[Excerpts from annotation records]

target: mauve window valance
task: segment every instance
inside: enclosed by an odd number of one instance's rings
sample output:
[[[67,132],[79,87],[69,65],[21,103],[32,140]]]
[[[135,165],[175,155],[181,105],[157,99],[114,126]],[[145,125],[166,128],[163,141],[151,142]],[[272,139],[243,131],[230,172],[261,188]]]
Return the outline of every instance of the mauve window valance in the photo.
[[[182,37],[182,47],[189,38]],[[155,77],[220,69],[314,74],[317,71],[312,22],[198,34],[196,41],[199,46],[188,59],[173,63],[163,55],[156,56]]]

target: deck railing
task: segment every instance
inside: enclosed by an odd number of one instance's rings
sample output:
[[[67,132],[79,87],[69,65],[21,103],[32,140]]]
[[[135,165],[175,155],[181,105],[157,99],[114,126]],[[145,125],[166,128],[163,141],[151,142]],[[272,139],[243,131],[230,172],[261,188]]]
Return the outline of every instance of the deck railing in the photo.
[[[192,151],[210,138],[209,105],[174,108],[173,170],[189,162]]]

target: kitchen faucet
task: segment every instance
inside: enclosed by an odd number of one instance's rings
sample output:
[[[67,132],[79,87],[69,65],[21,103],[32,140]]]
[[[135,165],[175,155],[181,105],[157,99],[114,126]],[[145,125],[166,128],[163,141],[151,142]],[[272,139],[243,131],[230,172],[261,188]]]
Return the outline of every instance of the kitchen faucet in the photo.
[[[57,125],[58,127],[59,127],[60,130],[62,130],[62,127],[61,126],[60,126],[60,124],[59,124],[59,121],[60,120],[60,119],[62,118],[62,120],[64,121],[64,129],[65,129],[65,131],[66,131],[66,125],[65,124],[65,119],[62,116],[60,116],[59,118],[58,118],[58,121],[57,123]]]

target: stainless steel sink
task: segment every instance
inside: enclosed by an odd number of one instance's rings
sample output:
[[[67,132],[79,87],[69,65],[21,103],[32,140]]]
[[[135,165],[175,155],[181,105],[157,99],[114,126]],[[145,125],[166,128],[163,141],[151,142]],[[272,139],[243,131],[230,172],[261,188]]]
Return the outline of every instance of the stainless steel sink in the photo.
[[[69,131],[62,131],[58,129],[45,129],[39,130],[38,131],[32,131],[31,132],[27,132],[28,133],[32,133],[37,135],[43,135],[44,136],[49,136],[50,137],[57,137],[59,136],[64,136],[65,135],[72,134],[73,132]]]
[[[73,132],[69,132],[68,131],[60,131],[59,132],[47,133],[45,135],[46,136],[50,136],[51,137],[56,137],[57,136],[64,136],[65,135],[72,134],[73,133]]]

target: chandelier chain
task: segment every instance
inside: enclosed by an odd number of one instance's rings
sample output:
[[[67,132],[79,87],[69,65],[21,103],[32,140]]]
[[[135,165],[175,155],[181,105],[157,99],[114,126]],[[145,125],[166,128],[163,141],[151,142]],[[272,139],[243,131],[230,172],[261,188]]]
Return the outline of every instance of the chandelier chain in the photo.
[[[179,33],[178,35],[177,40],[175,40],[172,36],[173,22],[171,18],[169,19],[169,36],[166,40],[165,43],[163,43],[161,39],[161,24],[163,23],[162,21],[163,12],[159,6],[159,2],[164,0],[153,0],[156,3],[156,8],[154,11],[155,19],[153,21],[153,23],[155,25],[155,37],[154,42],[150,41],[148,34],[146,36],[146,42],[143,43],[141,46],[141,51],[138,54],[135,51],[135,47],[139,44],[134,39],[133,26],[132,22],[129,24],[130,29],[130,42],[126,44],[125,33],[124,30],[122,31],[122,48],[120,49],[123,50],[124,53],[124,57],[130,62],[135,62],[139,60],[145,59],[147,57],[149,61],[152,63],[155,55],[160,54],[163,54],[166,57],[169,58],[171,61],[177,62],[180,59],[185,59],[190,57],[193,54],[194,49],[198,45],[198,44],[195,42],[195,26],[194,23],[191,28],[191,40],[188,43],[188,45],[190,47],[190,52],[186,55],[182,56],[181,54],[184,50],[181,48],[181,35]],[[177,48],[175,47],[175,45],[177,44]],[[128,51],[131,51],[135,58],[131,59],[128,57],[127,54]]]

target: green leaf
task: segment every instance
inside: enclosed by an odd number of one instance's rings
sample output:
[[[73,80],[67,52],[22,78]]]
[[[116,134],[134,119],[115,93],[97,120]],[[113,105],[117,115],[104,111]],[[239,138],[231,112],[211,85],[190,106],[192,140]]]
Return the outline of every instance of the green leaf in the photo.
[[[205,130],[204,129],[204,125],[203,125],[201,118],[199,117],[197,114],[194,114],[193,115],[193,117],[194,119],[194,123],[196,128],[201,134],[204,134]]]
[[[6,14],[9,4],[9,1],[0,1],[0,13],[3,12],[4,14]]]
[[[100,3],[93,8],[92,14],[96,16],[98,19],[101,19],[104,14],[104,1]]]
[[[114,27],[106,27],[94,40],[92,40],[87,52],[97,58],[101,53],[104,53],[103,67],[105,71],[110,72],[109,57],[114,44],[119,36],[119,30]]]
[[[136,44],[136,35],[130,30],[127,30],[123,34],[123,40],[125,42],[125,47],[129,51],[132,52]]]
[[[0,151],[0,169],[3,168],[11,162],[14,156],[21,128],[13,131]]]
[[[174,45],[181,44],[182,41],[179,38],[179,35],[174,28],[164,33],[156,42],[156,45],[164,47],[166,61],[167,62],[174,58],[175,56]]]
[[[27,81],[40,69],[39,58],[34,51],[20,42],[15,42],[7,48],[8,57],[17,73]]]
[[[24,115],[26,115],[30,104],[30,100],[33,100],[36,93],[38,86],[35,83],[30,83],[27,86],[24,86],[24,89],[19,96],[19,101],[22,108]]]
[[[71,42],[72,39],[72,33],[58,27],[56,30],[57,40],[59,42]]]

• **DIRECTIONS FOR THIS TASK**
Find every line in the entries above that contains the word "photo", and copy each of those lines in full.

• **THE OUTPUT**
Return the outline of every instance of the mauve window valance in the photo.
Return the outline of every instance of the deck railing in the photo.
Return the outline of every instance of the kitchen faucet in the photo.
Return the outline of every instance of the stainless steel sink in the photo.
Return the outline of every instance of the chandelier chain in the photo.
Return the outline of every instance of the green leaf in the photo.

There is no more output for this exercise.